* GOAL *
Please copy the forum thread from "Alot of you" to "a better world?".

* PROVIDED TEXT *
- - - - -
Alot of you guys are hating on him and judging his character based on something that has been going on for years now. Most atheletes, singers, actors and actresses get paid to go to functions, and alot of times they also get incentives to sign also.

You can judge someones character based on what he gets paid or even asked to do. If he charges this much as a rookie, imagine what the real all stars and superstars charge. Yao Ming, Shaq etc... Hell. I wonder what Michael Jordon used to charge.

You really think some rookie is going to come in and change the world be giving freebies to everyone and revolting against his predecessors and the whole system and make it a better world?

This has nothing to do with his character, he has a manager who plans all his events, and he thought it was best of his and his own familes interest. Case closed. His definitly not the first and definitly won't be the last.

I think any sane person would be a "lunatic" to pass on this opportunity. Sounds like envy and jealousy to me..


----------



## Geaux Tigers (Apr 26, 2004)

ScottMay said:


> Tyrus Thomas is a great guy, just a misunderstood kid *from a weird part of the country.*
> 
> I know there aren't many outward signs of it, but you'll just have to take PJ Brown's and John Paxson's word on it.


Im not being and *** or bringing any attitude when I say this but...What exactly does this mean?


----------



## cpawfan (Jun 20, 2004)

Geaux Tigers said:


> Im not being and *** or bringing any attitude when I say this but...What exactly does this mean?


Even if he told you, you wouldn't understand it 

But I bet if you let your girlfriend read it, she'll be able to help you.
- - - - -
[Bounding-box records]
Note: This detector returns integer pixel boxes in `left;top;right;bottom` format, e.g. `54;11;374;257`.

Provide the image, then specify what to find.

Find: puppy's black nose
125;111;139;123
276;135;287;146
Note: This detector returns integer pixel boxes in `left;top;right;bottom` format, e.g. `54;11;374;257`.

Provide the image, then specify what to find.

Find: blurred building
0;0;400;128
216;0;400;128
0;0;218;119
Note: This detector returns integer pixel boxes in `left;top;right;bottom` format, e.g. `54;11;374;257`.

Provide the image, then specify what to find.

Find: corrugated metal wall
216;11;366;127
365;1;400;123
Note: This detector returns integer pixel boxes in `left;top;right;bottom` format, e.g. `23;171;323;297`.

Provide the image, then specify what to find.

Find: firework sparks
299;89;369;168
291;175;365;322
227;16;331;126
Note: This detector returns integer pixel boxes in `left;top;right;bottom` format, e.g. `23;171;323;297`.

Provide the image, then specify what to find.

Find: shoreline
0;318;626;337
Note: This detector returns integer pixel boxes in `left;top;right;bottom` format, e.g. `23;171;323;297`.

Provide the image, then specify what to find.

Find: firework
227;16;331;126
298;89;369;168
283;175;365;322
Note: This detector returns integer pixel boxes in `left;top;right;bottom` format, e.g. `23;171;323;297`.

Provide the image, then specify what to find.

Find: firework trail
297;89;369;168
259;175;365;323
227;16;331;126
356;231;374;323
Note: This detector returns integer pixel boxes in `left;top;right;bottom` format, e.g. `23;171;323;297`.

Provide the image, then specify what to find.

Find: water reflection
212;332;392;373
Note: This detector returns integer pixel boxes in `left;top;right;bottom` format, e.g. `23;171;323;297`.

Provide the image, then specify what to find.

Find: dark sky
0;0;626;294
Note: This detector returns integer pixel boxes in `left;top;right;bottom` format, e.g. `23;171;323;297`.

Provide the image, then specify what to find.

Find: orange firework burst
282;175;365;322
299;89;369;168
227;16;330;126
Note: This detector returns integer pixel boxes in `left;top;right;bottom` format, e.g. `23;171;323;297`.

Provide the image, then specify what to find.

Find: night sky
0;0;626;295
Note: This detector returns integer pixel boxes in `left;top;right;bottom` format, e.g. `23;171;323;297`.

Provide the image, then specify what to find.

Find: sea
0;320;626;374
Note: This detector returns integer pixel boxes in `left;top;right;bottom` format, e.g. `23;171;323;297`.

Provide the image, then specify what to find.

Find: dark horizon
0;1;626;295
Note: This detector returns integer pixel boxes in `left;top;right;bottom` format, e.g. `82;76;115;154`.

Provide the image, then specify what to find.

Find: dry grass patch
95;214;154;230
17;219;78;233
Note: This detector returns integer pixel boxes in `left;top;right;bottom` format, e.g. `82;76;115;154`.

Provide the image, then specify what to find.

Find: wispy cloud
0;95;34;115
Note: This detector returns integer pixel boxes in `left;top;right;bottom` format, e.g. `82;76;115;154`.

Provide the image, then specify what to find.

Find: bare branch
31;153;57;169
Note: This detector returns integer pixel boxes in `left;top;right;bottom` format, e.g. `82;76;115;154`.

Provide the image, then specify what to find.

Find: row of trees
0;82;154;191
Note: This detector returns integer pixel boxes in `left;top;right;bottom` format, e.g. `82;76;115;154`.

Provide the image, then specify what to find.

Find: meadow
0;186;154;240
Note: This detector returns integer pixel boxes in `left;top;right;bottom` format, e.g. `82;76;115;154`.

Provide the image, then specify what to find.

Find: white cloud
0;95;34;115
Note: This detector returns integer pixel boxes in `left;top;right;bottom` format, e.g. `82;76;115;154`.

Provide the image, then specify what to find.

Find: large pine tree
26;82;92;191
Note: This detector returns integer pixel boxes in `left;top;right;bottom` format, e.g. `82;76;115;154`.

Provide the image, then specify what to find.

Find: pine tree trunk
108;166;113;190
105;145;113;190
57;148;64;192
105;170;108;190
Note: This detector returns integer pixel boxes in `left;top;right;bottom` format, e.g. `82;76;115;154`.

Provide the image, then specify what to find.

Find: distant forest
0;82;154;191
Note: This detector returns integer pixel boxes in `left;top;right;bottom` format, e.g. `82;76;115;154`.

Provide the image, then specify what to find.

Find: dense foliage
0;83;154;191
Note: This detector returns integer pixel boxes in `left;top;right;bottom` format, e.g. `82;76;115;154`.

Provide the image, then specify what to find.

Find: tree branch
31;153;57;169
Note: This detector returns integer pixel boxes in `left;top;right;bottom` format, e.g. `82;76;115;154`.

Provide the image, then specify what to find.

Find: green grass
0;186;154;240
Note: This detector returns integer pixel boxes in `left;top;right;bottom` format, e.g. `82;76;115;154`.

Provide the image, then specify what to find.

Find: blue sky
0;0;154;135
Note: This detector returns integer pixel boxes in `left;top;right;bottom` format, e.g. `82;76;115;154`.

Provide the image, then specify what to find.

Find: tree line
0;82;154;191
- - - - -
* ANSWER TO THIS EXERCISE *
Alot of you guys are hating on him and judging his character based on something that has been going on for years now. Most atheletes, singers, actors and actresses get paid to go to functions, and alot of times they also get incentives to sign also.

You can judge someones character based on what he gets paid or even asked to do. If he charges this much as a rookie, imagine what the real all stars and superstars charge. Yao Ming, Shaq etc... Hell. I wonder what Michael Jordon used to charge.

You really think some rookie is going to come in and change the world be giving freebies to everyone and revolting against his predecessors and the whole system and make it a better world?